Written request -
Would you transcribe the listing that follows, character for character, and omit its images?

Data for this exercise -
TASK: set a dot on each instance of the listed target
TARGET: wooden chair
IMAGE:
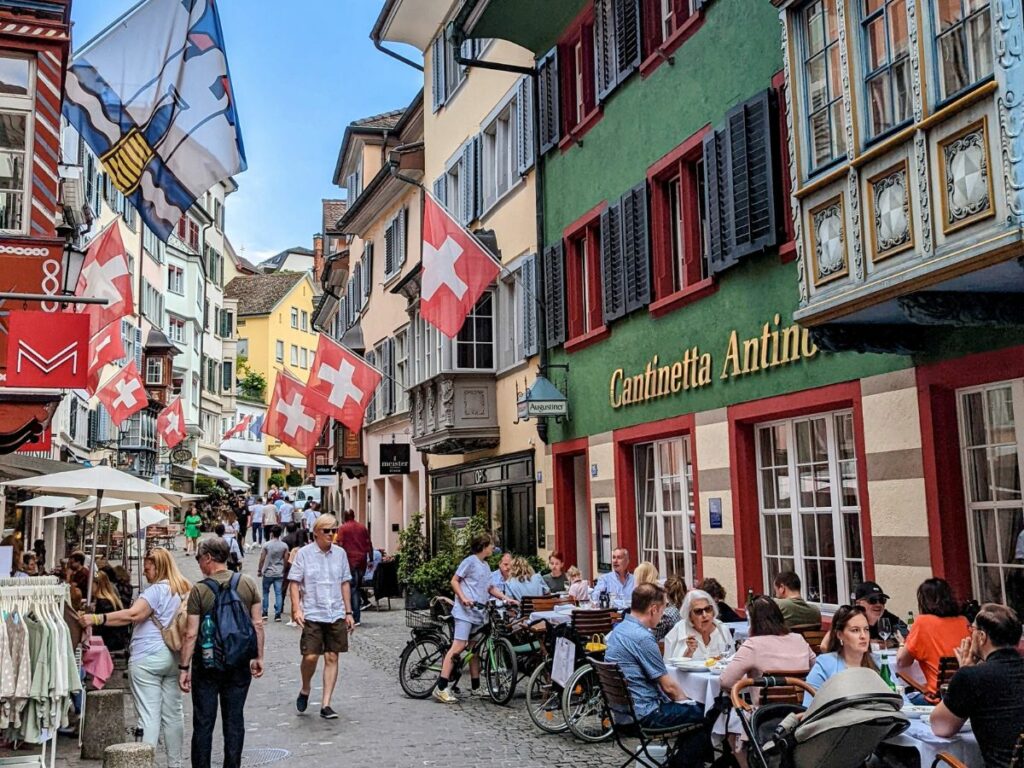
(626, 725)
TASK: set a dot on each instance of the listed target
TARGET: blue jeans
(692, 749)
(279, 599)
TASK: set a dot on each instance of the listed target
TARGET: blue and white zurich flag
(153, 99)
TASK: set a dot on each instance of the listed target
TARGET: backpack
(235, 637)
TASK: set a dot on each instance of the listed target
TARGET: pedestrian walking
(354, 539)
(322, 602)
(271, 568)
(230, 652)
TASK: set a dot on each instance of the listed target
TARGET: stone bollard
(104, 722)
(129, 755)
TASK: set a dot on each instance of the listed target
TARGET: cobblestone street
(378, 725)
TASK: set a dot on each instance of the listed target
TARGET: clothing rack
(25, 595)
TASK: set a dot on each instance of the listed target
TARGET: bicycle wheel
(420, 666)
(584, 708)
(544, 700)
(501, 672)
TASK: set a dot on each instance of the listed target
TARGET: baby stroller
(851, 714)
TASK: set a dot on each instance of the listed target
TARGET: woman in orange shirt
(936, 633)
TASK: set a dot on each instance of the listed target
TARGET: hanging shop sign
(394, 459)
(773, 347)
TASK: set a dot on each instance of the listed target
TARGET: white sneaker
(445, 696)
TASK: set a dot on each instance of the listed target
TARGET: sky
(300, 73)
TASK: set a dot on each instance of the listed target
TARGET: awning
(251, 460)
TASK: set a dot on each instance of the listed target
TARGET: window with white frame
(810, 505)
(964, 39)
(16, 109)
(665, 506)
(992, 455)
(822, 83)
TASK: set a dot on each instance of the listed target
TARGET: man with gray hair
(322, 605)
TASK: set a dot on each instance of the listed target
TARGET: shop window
(809, 503)
(992, 445)
(665, 507)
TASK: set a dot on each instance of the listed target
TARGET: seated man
(987, 688)
(657, 698)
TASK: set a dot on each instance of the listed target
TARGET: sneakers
(444, 696)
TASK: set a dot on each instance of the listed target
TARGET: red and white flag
(242, 426)
(124, 394)
(104, 274)
(344, 381)
(457, 269)
(295, 416)
(171, 424)
(104, 347)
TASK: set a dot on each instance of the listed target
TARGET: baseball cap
(869, 589)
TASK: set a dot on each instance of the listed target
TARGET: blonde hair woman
(153, 669)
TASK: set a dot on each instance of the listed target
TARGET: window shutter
(604, 47)
(548, 94)
(554, 273)
(753, 179)
(612, 263)
(527, 278)
(628, 35)
(437, 70)
(717, 200)
(524, 127)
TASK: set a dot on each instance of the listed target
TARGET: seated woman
(699, 634)
(771, 647)
(850, 638)
(523, 582)
(714, 588)
(937, 632)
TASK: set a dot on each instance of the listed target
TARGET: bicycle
(420, 664)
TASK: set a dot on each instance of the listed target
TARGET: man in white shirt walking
(323, 607)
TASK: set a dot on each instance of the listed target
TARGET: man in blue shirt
(657, 698)
(619, 584)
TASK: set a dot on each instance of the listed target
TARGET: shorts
(464, 629)
(324, 637)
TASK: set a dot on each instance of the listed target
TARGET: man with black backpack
(225, 624)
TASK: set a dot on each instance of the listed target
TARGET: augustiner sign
(695, 370)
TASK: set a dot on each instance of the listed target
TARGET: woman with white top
(699, 635)
(153, 668)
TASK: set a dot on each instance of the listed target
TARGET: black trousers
(229, 688)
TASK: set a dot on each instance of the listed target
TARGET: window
(155, 371)
(965, 44)
(665, 506)
(823, 83)
(16, 109)
(992, 452)
(475, 344)
(887, 57)
(810, 508)
(176, 280)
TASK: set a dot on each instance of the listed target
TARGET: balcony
(455, 413)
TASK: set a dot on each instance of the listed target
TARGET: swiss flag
(295, 416)
(344, 381)
(104, 347)
(124, 394)
(171, 424)
(456, 269)
(104, 274)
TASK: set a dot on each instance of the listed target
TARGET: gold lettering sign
(772, 347)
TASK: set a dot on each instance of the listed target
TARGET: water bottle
(206, 632)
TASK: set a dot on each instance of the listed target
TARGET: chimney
(317, 257)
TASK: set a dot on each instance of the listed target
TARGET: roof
(259, 294)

Answer below -
TASK: set a dot on each instance of the listed target
TARGET: wooden chair
IMAGE:
(626, 725)
TASK: set a dot on each instance of the listed target
TARGET: blue jeans
(692, 749)
(279, 599)
TASK: set a dot on each instance of the listed target
TARGET: blue and white zurich flag
(153, 99)
TASK: set a dot on each instance of the listed target
TARGET: backpack
(235, 637)
TASK: set a dot on each instance of the listed target
TARGET: pedestrian walking
(354, 539)
(322, 602)
(271, 568)
(230, 652)
TASK: set a dot on each instance of the listed target
TARGET: stone bollard
(104, 722)
(129, 755)
TASK: set a dot on each instance of the listed target
TARGET: cobblestone street
(378, 725)
TASK: set a dot on each instance of the listed target
TARGET: clothing rack
(25, 595)
TASK: set a dot on each instance of the listed target
TARGET: bicycle wheel
(420, 666)
(584, 708)
(544, 700)
(501, 672)
TASK: set a dot on each instance of the listed target
TARGET: baby stroller
(851, 714)
TASK: set a dot on each instance of the listed target
TARGET: woman in orange shirt
(936, 633)
TASK: set a dot on each instance of the listed target
TARGET: hanging shop sign
(394, 459)
(773, 347)
TASK: set a dot on each instance of the listed target
TARGET: white sneaker
(445, 696)
TASK: set a dot on each instance of the listed target
TARGET: sky
(300, 73)
TASK: set a dot on each instance of the listed target
TARGET: awning
(251, 460)
TASK: set a dot on each instance of the listed target
TARGET: window with white frame
(810, 505)
(964, 39)
(16, 109)
(665, 506)
(992, 455)
(822, 83)
TASK: set a dot on each instance of the listed target
TARGET: man with gray hair
(322, 605)
TASK: set a dot on each instance of the listed target
TARGET: shop window
(809, 503)
(992, 445)
(665, 507)
TASK: set a dot on each instance of the listed target
TARGET: seated man
(987, 688)
(657, 698)
TASK: set a dot on each instance of the listed target
TARGET: sneakers
(444, 696)
TASK: set a dot on each instance of the listed target
TARGET: red and white flag
(242, 426)
(124, 394)
(104, 274)
(344, 381)
(457, 269)
(295, 416)
(171, 424)
(104, 347)
TASK: set a dot on each instance of the listed target
TARGET: baseball cap
(869, 589)
TASK: set a dot on each instance of the listed target
TARGET: blonde hair woman
(153, 669)
TASK: set a dot on each instance of the listed target
TARGET: window shutter
(604, 47)
(548, 94)
(554, 273)
(753, 179)
(612, 263)
(527, 278)
(628, 35)
(437, 70)
(717, 200)
(524, 127)
TASK: set a dot on each instance of the listed target
TARGET: seated woman
(699, 634)
(771, 647)
(850, 638)
(523, 582)
(714, 588)
(937, 632)
TASK: set a dot on each instance of the listed target
TARGET: bicycle
(420, 664)
TASK: set a dot on each instance of the listed target
TARGET: man in white shirt walking
(323, 607)
TASK: set a dot on each instance of the listed target
TARGET: man in blue shirt
(657, 698)
(619, 584)
TASK: set a dot on each instance of the listed target
TARGET: shorts
(464, 629)
(324, 637)
TASK: set a dot on each instance of the listed target
TARGET: man with black backpack
(225, 624)
TASK: set a dot on each instance of the listed target
TARGET: augustiner sign
(695, 370)
TASK: set a dot on each instance of the listed target
TARGET: woman with white top
(699, 635)
(153, 668)
TASK: set a dot on each instance of the listed target
TARGET: black trousers
(229, 688)
TASK: set a dot on each instance of the listed target
TARGET: window
(155, 371)
(965, 44)
(665, 506)
(823, 83)
(16, 109)
(992, 452)
(475, 344)
(887, 57)
(810, 508)
(176, 280)
TASK: set a dot on each instance of the listed target
TARGET: balcony
(455, 413)
TASK: set a dot on each instance of the listed target
TARGET: swiss flag
(295, 416)
(344, 381)
(104, 347)
(124, 394)
(171, 424)
(456, 269)
(104, 274)
TASK: set a dot on each instance of the listed target
TARGET: gold lettering sign
(772, 347)
TASK: set a dot on each instance of the listed target
TARGET: water bottle
(206, 632)
TASK: set a dot on each instance of the listed target
TARGET: chimney
(317, 257)
TASK: set a dot on each instance of the listed target
TARGET: roof
(259, 294)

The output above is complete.